» **Required task 1**
Reproduce the lines of the entries starting at the beginning of the entries and ending at the line containing "Now the blue fleece", both ends included, omitting any pictures.

» **Document excerpt**
╔══

MRQL is a query processing and optimization system for large-scale, distributed data analysis, built on top of Apache Hadoop, Hama, Spark, and Flink. MRQL has been incubating since 2013-03-13. Three most important issues to address in the move towards graduation: 1. Increase the number of active committers 2. Increase adoption, expand user community, and increase user list activity Any issues that the Incubator PMC (IPMC) or ASF Board wish/need to be aware of? The project is not making much progress on the level of increasing the number of active committers and expanding the users community. This is already being discussed inside the project community and the main active committer asked to give the project more few months as he will try spreading the word more about the project through some public events How has the community developed since the last report? None How has the project developed since the last report? During the last three month, 12 jira issues were reported, from which 10 were fixed. Most of these issues were related to MRQL query evaluation in Flink mode. Finally, we have set up MRQL on ASF Jenkins, which is a CI server that continuously checks the integrity of our builds and validates our tests. Date of last release: 2014-06-26 When were the last committers or PMC members elected? 2014-04-17 Signed-off-by: [X](mrql) Alan Cabrera [ ](mrql) Alex Karasulu [X](mrql) Mohammad Nour El-Din Shepherd/Mentor notes: Konstantin Boudnik (cos): Very light email list traffic compare to prev. month. Mentors are active.
MRQL is a query processing and optimization system for large-scale, distributed data analysis, built on top of Apache Hadoop, Hama, Spark, and Flink. MRQL has been incubating since 2013-03-13. Three most important issues to address in the move towards graduation: 1. increase the number of active committers 2. increase adoption, expand user community, and increase user list activity Any issues that the Incubator PMC (IPMC) or ASF Board wish/need to be aware of? none How has the community developed since the last report? There were no new developers or new committers since our last reports. How has the project developed since the last report? During the last three month, 12 jira issues were reported, from which 10 were fixed. Most of these issues were related to MRQL query evaluation in Flink mode. Finally, we have set up MRQL on ASF Jenkins, which is a CI server that continuously checks the integrity of our builds and validates our tests. Date of last release: 2014-06-26 When were the last committers or PMC members elected? 2014-04-17 Signed-off-by: [ ](mrql) Alan Cabrera [ ](mrql) Anthony Elder [ ](mrql) Alex Karasulu [ ](mrql) Mohammad Nour El-Din Shepherd/Mentor notes: Podling looks very healthy.

╚══

» **Recorded data**

╔══

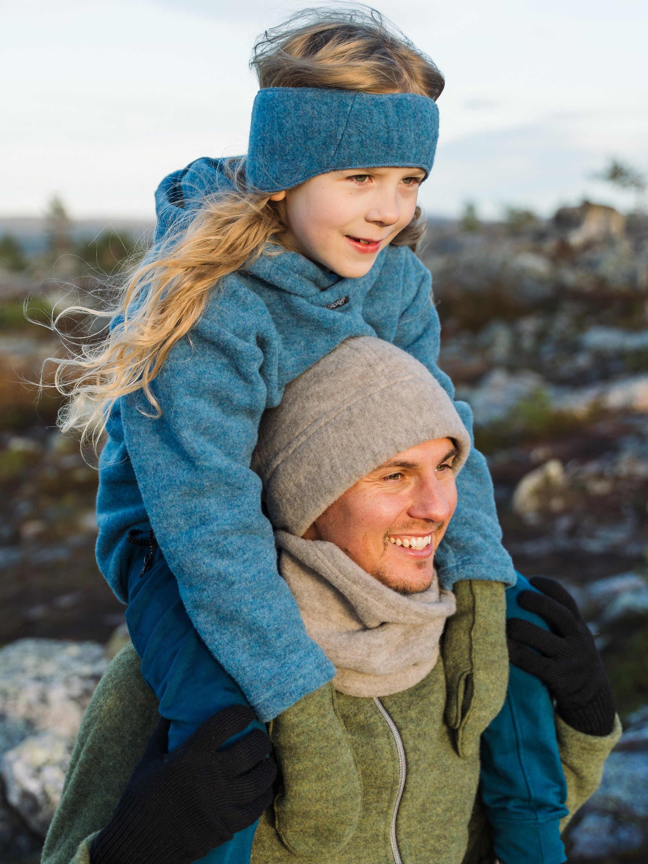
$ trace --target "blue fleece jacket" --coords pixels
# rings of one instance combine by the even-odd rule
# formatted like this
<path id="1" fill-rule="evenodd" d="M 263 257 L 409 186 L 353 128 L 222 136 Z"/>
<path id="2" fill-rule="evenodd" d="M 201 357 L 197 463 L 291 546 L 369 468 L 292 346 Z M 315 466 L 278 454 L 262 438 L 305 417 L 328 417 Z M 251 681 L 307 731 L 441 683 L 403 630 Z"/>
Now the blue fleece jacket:
<path id="1" fill-rule="evenodd" d="M 226 186 L 219 168 L 200 159 L 162 181 L 156 242 Z M 261 483 L 250 469 L 261 415 L 288 382 L 352 336 L 408 351 L 454 396 L 436 365 L 430 292 L 429 271 L 406 247 L 388 246 L 357 279 L 294 252 L 263 255 L 214 288 L 190 338 L 172 348 L 153 382 L 162 416 L 148 416 L 139 392 L 121 398 L 109 419 L 97 508 L 103 574 L 125 600 L 126 535 L 149 522 L 198 632 L 261 720 L 334 675 L 277 573 Z M 470 408 L 455 405 L 471 431 Z M 474 449 L 458 486 L 460 505 L 437 553 L 445 587 L 460 578 L 513 584 L 488 469 Z"/>

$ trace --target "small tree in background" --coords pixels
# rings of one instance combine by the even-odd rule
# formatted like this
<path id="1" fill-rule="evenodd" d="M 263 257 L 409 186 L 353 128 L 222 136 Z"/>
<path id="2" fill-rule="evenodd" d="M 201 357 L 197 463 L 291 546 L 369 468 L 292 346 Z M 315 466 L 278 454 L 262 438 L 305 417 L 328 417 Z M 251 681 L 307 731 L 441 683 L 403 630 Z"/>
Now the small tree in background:
<path id="1" fill-rule="evenodd" d="M 27 268 L 22 246 L 15 237 L 4 234 L 0 238 L 0 266 L 9 270 L 22 270 Z"/>
<path id="2" fill-rule="evenodd" d="M 48 235 L 47 257 L 52 264 L 57 264 L 57 270 L 66 272 L 73 270 L 71 260 L 60 262 L 63 256 L 68 256 L 73 250 L 71 222 L 67 211 L 58 195 L 50 199 L 45 213 L 45 231 Z"/>
<path id="3" fill-rule="evenodd" d="M 459 221 L 461 231 L 467 234 L 475 234 L 481 227 L 481 222 L 477 215 L 477 208 L 473 201 L 467 201 Z"/>
<path id="4" fill-rule="evenodd" d="M 646 187 L 648 187 L 645 174 L 643 174 L 633 165 L 621 162 L 620 159 L 610 159 L 602 171 L 592 176 L 595 180 L 612 183 L 613 186 L 623 192 L 633 192 L 637 196 L 638 206 Z"/>

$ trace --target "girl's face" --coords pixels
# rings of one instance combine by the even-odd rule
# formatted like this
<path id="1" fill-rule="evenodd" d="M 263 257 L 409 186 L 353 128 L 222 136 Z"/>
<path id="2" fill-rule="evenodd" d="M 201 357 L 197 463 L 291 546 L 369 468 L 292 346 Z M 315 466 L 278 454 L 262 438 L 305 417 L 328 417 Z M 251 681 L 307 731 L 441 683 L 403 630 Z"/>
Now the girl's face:
<path id="1" fill-rule="evenodd" d="M 365 276 L 414 217 L 418 168 L 331 171 L 271 195 L 283 201 L 286 245 L 339 276 Z"/>

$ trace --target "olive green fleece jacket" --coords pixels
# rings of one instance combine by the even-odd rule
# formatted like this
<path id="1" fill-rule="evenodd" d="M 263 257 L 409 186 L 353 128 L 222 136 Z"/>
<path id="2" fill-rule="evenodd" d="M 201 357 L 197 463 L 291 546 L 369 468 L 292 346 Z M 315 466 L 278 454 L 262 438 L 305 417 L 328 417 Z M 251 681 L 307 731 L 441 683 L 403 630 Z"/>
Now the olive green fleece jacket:
<path id="1" fill-rule="evenodd" d="M 380 700 L 406 753 L 396 824 L 404 864 L 495 860 L 477 785 L 480 736 L 506 689 L 504 587 L 466 581 L 454 592 L 457 612 L 448 621 L 435 668 L 415 687 Z M 92 842 L 112 816 L 157 722 L 156 708 L 139 659 L 127 646 L 86 711 L 43 864 L 89 864 Z M 556 719 L 556 733 L 571 815 L 598 787 L 620 726 L 617 721 L 610 735 L 594 738 Z M 259 823 L 252 864 L 393 864 L 399 759 L 376 702 L 326 685 L 280 715 L 270 736 L 283 786 Z"/>

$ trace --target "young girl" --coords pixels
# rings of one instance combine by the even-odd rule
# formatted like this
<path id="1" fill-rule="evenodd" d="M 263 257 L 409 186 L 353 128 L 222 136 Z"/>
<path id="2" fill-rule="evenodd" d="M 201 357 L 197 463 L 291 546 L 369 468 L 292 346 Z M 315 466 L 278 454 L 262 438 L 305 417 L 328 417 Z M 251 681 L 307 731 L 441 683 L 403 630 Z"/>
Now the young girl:
<path id="1" fill-rule="evenodd" d="M 129 604 L 169 749 L 226 705 L 249 702 L 267 721 L 335 675 L 277 573 L 250 469 L 264 410 L 353 336 L 392 342 L 454 392 L 413 252 L 441 73 L 357 10 L 299 13 L 265 34 L 252 65 L 247 157 L 199 159 L 162 181 L 154 248 L 110 334 L 60 371 L 63 430 L 107 433 L 97 557 Z M 470 430 L 470 409 L 456 408 Z M 443 588 L 513 584 L 474 449 L 458 485 L 437 553 Z M 254 829 L 210 861 L 245 861 Z"/>

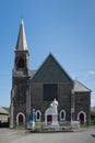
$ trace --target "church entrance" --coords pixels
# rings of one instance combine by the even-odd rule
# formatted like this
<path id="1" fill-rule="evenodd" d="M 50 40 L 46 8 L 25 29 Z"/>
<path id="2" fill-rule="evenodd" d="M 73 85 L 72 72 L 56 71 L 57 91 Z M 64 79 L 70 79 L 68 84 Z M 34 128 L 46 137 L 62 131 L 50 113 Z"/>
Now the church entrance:
<path id="1" fill-rule="evenodd" d="M 86 113 L 84 111 L 80 111 L 78 114 L 78 120 L 80 123 L 85 123 L 86 122 Z"/>
<path id="2" fill-rule="evenodd" d="M 22 124 L 23 125 L 23 121 L 24 121 L 24 118 L 22 114 L 19 116 L 19 125 Z"/>
<path id="3" fill-rule="evenodd" d="M 51 124 L 52 123 L 52 116 L 51 114 L 48 114 L 47 116 L 47 124 Z"/>
<path id="4" fill-rule="evenodd" d="M 84 122 L 84 113 L 80 113 L 80 122 L 81 122 L 81 123 Z"/>
<path id="5" fill-rule="evenodd" d="M 17 127 L 24 127 L 25 125 L 25 116 L 22 112 L 20 112 L 16 116 L 16 125 Z"/>

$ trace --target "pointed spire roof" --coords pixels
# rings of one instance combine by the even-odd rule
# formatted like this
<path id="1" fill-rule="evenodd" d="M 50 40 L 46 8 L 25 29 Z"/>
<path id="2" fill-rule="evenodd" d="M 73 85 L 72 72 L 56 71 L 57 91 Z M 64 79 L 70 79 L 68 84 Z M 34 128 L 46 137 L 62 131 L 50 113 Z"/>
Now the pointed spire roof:
<path id="1" fill-rule="evenodd" d="M 15 50 L 16 51 L 28 51 L 23 20 L 20 25 L 20 31 L 19 31 L 17 43 L 16 43 Z"/>

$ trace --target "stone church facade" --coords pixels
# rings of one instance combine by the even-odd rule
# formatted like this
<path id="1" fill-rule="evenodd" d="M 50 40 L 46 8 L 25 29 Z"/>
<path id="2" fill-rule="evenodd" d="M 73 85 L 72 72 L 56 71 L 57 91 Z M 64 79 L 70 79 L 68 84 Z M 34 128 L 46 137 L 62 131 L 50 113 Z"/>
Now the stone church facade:
<path id="1" fill-rule="evenodd" d="M 15 46 L 12 70 L 10 125 L 26 127 L 28 117 L 35 113 L 36 122 L 45 122 L 45 112 L 54 99 L 58 106 L 58 121 L 90 120 L 91 90 L 73 80 L 49 54 L 37 70 L 29 70 L 28 47 L 22 21 Z M 47 118 L 51 121 L 51 118 Z"/>

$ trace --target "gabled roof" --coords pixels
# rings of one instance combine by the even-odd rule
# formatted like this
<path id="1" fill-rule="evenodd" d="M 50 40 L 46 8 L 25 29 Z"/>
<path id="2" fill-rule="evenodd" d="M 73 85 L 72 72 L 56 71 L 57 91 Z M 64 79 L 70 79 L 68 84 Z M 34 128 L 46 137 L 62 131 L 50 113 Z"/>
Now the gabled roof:
<path id="1" fill-rule="evenodd" d="M 17 43 L 16 43 L 15 50 L 16 51 L 28 51 L 23 20 L 20 25 L 19 37 L 17 37 Z"/>
<path id="2" fill-rule="evenodd" d="M 74 91 L 75 92 L 91 92 L 91 89 L 88 89 L 82 82 L 74 80 Z"/>
<path id="3" fill-rule="evenodd" d="M 0 114 L 9 114 L 9 112 L 2 107 L 0 107 Z"/>
<path id="4" fill-rule="evenodd" d="M 56 58 L 49 54 L 39 69 L 33 76 L 32 81 L 35 82 L 73 82 L 71 77 L 59 65 Z"/>

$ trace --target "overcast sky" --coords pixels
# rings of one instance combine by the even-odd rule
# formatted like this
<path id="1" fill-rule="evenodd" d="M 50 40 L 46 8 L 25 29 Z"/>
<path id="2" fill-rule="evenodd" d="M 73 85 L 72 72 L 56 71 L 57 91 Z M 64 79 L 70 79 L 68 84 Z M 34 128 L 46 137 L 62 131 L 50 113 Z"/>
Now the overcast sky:
<path id="1" fill-rule="evenodd" d="M 24 21 L 29 69 L 49 53 L 92 90 L 95 106 L 95 0 L 0 0 L 0 106 L 10 106 L 14 50 Z"/>

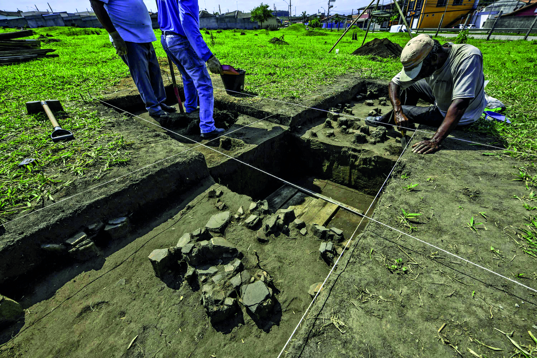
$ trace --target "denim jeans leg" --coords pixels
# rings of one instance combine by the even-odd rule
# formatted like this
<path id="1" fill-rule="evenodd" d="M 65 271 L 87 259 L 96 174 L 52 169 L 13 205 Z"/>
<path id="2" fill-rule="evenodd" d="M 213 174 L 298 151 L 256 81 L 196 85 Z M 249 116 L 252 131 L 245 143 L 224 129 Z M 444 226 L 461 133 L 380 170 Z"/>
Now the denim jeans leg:
<path id="1" fill-rule="evenodd" d="M 185 102 L 188 102 L 188 104 L 187 111 L 191 112 L 195 109 L 195 107 L 191 110 L 190 107 L 196 102 L 197 93 L 200 99 L 201 133 L 208 133 L 214 130 L 216 127 L 213 119 L 214 105 L 213 84 L 205 62 L 198 56 L 186 38 L 175 35 L 163 36 L 161 41 L 166 53 L 171 55 L 172 60 L 177 65 L 184 81 L 186 80 L 186 83 L 184 82 L 183 86 L 187 100 Z"/>
<path id="2" fill-rule="evenodd" d="M 149 72 L 148 59 L 149 45 L 151 45 L 151 42 L 137 43 L 125 41 L 125 43 L 127 44 L 127 54 L 121 56 L 121 57 L 129 67 L 129 71 L 130 72 L 134 84 L 138 89 L 142 100 L 146 104 L 146 109 L 150 113 L 154 113 L 162 110 L 160 102 L 153 91 Z M 158 65 L 158 63 L 157 64 Z M 161 79 L 161 81 L 162 81 Z M 162 86 L 163 90 L 163 84 Z M 164 98 L 165 98 L 165 96 Z"/>
<path id="3" fill-rule="evenodd" d="M 148 53 L 148 64 L 149 70 L 149 77 L 151 80 L 151 87 L 153 93 L 159 104 L 164 103 L 166 100 L 166 91 L 164 90 L 164 84 L 162 82 L 162 75 L 161 73 L 161 67 L 157 60 L 157 54 L 155 53 L 153 44 L 149 44 L 149 51 Z"/>

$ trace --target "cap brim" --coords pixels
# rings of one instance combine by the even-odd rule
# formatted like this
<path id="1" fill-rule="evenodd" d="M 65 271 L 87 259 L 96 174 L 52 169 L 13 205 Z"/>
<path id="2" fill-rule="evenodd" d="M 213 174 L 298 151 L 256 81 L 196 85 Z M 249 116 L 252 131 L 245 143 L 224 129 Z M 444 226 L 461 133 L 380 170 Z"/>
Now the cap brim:
<path id="1" fill-rule="evenodd" d="M 418 65 L 411 70 L 405 70 L 403 68 L 401 71 L 401 75 L 400 79 L 402 81 L 412 81 L 419 74 L 419 71 L 422 70 L 422 66 L 423 65 L 423 61 L 418 64 Z"/>

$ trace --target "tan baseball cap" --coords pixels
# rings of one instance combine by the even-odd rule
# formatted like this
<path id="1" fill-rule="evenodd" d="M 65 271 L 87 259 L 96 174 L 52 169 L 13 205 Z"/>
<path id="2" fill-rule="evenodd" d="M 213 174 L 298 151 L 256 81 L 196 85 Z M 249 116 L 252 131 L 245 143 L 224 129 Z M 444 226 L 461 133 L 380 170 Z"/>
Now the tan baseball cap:
<path id="1" fill-rule="evenodd" d="M 402 81 L 409 81 L 416 78 L 422 69 L 423 60 L 434 46 L 433 39 L 425 34 L 420 34 L 407 43 L 401 53 Z"/>

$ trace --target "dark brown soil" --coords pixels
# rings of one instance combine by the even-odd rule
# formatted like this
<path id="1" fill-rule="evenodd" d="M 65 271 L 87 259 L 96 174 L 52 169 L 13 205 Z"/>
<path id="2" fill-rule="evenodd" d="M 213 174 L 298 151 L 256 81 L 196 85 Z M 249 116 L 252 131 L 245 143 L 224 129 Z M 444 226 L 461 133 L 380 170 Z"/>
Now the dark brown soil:
<path id="1" fill-rule="evenodd" d="M 402 51 L 402 47 L 388 39 L 380 39 L 375 38 L 368 42 L 366 42 L 361 47 L 359 47 L 352 54 L 360 56 L 371 55 L 386 59 L 389 57 L 400 57 Z"/>
<path id="2" fill-rule="evenodd" d="M 422 137 L 417 133 L 412 143 Z M 413 236 L 536 288 L 535 259 L 524 252 L 519 229 L 527 229 L 531 212 L 513 198 L 529 193 L 512 180 L 525 163 L 499 153 L 483 155 L 492 151 L 448 139 L 434 155 L 406 152 L 373 217 L 410 233 L 398 218 L 401 209 L 421 214 L 409 223 Z M 404 188 L 412 183 L 419 184 L 415 191 Z M 483 223 L 475 231 L 469 227 L 472 217 Z M 351 252 L 286 349 L 288 356 L 476 356 L 468 349 L 489 358 L 513 356 L 517 348 L 495 328 L 514 330 L 512 339 L 535 354 L 527 333 L 535 330 L 534 292 L 375 222 Z M 400 267 L 388 268 L 394 265 Z"/>

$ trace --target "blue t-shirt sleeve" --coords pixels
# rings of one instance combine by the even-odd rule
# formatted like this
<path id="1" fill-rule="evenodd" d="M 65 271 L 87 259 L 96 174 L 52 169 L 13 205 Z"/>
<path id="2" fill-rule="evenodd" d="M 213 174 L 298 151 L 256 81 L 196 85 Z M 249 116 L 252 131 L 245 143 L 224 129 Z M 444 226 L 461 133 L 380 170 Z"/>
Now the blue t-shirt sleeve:
<path id="1" fill-rule="evenodd" d="M 179 4 L 179 18 L 188 42 L 198 56 L 207 62 L 213 55 L 213 53 L 204 41 L 201 33 L 200 32 L 198 20 L 199 16 L 197 11 L 198 3 L 192 0 L 180 0 Z"/>

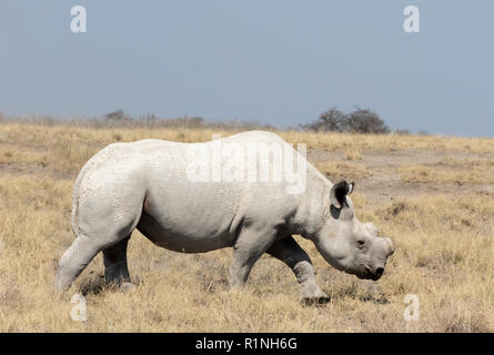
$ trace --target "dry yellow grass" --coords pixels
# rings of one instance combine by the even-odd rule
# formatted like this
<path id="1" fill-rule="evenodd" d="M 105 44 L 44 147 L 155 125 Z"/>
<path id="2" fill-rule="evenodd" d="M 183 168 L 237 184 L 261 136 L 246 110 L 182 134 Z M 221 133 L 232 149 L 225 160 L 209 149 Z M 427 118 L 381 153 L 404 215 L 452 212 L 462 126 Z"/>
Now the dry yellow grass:
<path id="1" fill-rule="evenodd" d="M 494 199 L 493 193 L 471 186 L 471 178 L 462 191 L 445 189 L 390 202 L 372 201 L 357 184 L 359 217 L 393 237 L 396 253 L 377 283 L 364 282 L 331 268 L 310 242 L 298 237 L 313 258 L 319 284 L 332 296 L 325 305 L 299 303 L 294 276 L 269 256 L 254 266 L 245 290 L 233 293 L 225 283 L 230 248 L 179 254 L 154 246 L 138 232 L 129 245 L 138 287 L 121 293 L 102 286 L 99 255 L 69 292 L 56 297 L 56 265 L 73 240 L 71 193 L 82 164 L 114 141 L 192 142 L 210 140 L 212 133 L 233 132 L 0 124 L 0 332 L 494 331 Z M 488 139 L 280 134 L 310 149 L 343 153 L 463 151 L 481 160 L 494 152 L 494 140 Z M 356 162 L 322 168 L 341 175 L 349 175 L 347 170 L 350 175 L 377 173 L 357 165 L 365 162 L 365 153 Z M 444 166 L 430 169 L 456 169 L 465 175 L 463 163 L 446 160 Z M 487 160 L 478 164 L 482 176 L 494 175 Z M 406 168 L 394 168 L 409 173 Z M 70 316 L 74 306 L 70 300 L 79 290 L 87 292 L 88 322 Z M 404 321 L 406 294 L 419 296 L 419 322 Z"/>

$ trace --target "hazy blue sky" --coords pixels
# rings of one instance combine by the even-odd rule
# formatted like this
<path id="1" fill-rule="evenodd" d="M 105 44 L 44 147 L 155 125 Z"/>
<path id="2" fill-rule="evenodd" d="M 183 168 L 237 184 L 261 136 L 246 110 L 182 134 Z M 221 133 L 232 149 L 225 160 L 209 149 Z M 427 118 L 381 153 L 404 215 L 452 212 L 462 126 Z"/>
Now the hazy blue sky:
<path id="1" fill-rule="evenodd" d="M 494 136 L 493 17 L 481 0 L 1 0 L 0 111 L 288 126 L 359 105 L 393 129 Z"/>

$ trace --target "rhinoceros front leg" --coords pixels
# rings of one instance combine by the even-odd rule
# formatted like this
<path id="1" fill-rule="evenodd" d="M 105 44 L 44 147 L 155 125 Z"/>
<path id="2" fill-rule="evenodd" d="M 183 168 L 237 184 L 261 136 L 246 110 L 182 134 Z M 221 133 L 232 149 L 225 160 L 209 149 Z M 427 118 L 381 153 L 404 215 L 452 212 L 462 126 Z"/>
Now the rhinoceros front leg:
<path id="1" fill-rule="evenodd" d="M 276 241 L 268 253 L 285 263 L 300 284 L 300 297 L 306 303 L 324 303 L 330 297 L 315 283 L 314 268 L 308 253 L 292 236 Z"/>
<path id="2" fill-rule="evenodd" d="M 250 225 L 243 227 L 233 246 L 233 262 L 230 266 L 230 286 L 240 288 L 249 278 L 252 266 L 271 246 L 276 236 L 276 229 Z"/>

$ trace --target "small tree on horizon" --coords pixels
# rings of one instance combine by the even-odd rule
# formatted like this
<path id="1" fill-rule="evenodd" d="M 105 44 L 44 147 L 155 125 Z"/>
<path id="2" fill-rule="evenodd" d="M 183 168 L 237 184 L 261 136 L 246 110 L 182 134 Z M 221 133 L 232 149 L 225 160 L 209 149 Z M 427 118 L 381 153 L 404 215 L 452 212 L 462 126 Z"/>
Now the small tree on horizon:
<path id="1" fill-rule="evenodd" d="M 301 124 L 306 131 L 352 132 L 352 133 L 390 133 L 390 128 L 370 109 L 356 108 L 351 113 L 343 113 L 336 108 L 320 114 L 315 122 Z"/>

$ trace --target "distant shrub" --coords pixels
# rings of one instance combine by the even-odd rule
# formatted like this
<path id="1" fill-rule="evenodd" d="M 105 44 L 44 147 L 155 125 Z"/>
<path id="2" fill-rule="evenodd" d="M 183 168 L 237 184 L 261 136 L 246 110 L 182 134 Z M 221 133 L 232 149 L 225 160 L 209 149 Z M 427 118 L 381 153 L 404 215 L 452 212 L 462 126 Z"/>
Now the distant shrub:
<path id="1" fill-rule="evenodd" d="M 336 108 L 320 114 L 315 122 L 302 124 L 306 131 L 332 131 L 351 133 L 390 133 L 390 128 L 370 109 L 356 109 L 344 114 Z"/>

╚══

» **Required task 2**
Condense the second paragraph of the MRQL report excerpt, the one beginning "MRQL is a query processing", into a bulleted list that keeps its main facts.

» **Reply 1**
$ trace --target "blue fleece jacket" --coords pixels
# rings of one instance combine by the even-odd rule
# formatted like this
<path id="1" fill-rule="evenodd" d="M 263 257 L 409 186 L 353 128 L 222 136 Z"/>
<path id="2" fill-rule="evenodd" d="M 201 357 L 197 463 L 291 546 L 369 468 L 292 346 Z M 315 466 L 278 454 L 262 438 L 305 417 L 328 417 Z M 251 681 L 307 731 L 441 683 L 403 630 Z"/>
Now the blue fleece jacket:

» **Reply 2**
- MRQL is a query processing and optimization system for large-scale, distributed data analysis, built on Apache Hadoop, Hama, Spark, and Flink. It has been incubating since 2013-03-13.
- Graduation priorities:
  - Increase the number of active committers.
  - Increase adoption, expand the user community, and increase user list activity.
- Issues for the IPMC or ASF Board: none.
- Community development: no new developers or committers since the last report.
- Project development:
  - 12 jira issues were reported during the last three months, and 10 were fixed. Most related to MRQL query evaluation in Flink mode.
  - MRQL was set up on ASF Jenkins, a CI server that continuously checks build integrity and validates tests.
- Last release: 2014-06-26.
- Last election of committers or PMC members: 2014-04-17.
- Sign-off: no box is checked for Alan Cabrera, Anthony Elder, Alex Karasulu, or Mohammad Nour El-Din.
- Mentor notes: the podling looks very healthy.